(Stored entries)
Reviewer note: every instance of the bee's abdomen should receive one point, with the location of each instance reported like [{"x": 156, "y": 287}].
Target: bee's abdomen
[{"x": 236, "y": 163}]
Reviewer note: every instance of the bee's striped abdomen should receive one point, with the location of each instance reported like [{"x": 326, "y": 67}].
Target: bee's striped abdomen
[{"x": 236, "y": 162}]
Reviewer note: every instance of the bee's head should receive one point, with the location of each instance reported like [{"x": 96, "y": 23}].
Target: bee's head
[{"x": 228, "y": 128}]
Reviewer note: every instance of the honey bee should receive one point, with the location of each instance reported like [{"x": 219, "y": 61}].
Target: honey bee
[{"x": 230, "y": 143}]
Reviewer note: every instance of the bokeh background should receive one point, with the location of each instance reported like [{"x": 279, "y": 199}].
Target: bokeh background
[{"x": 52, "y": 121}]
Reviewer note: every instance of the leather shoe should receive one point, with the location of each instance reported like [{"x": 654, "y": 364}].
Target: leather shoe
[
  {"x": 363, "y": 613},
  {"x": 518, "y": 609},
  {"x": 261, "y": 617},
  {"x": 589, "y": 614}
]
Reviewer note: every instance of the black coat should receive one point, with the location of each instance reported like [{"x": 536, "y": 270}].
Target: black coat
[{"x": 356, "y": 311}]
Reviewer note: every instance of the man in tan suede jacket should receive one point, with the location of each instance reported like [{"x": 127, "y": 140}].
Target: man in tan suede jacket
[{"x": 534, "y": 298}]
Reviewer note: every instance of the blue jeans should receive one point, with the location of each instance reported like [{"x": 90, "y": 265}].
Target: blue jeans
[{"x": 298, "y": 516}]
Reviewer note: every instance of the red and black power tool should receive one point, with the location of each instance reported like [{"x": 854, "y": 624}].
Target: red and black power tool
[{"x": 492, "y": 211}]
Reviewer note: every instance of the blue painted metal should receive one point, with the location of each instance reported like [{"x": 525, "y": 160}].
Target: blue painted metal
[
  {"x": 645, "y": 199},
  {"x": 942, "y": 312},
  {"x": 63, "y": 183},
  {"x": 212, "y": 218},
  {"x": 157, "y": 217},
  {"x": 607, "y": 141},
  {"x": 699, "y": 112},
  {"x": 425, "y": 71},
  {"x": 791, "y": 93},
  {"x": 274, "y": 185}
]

• [Work instruction] Only one stretch of the entries above is wanted: the lines from the one containing "Target: blue jeans" through the one containing "Reviewer note: every instance of the blue painted". Please reproduce it exactly.

• [Exercise response]
Target: blue jeans
[{"x": 298, "y": 516}]
Reviewer note: every instance of the red and black power tool should receive one point, with the location of each instance reported like [{"x": 854, "y": 624}].
Target: red and black power tool
[{"x": 492, "y": 211}]
Reviewer note: every instance of the blue painted metal should receive one point, with the location of each instance reported like [{"x": 525, "y": 160}].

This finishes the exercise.